» Written request: Print the material below word for word, leaving out the pictures.

» Entries supplied:
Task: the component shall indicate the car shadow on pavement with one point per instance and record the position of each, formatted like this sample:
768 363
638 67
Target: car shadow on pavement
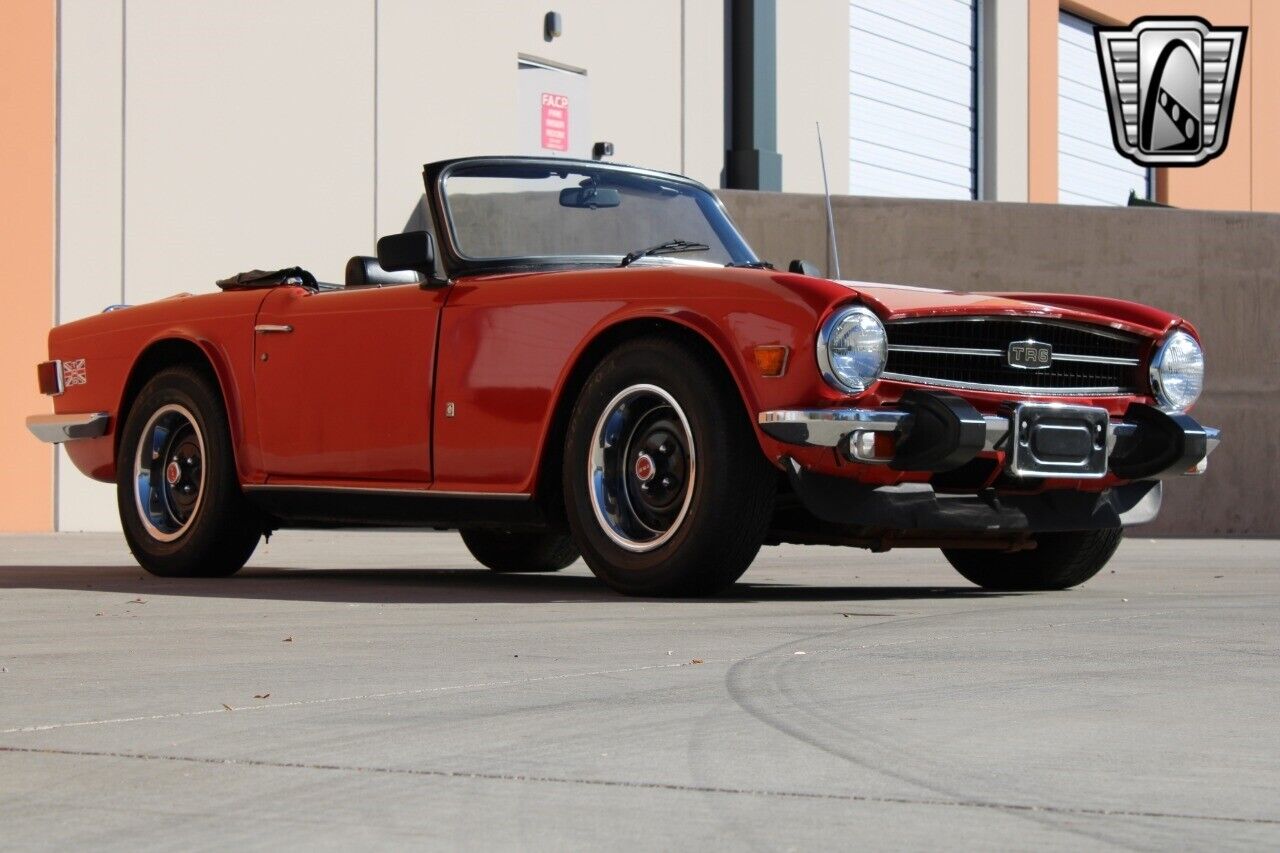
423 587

» Written reply:
Task: the component shall indicate the car shadow on pavement with one point per instance and record the position of each, formatted like this sample:
768 363
638 67
Target: car shadow on pavement
423 587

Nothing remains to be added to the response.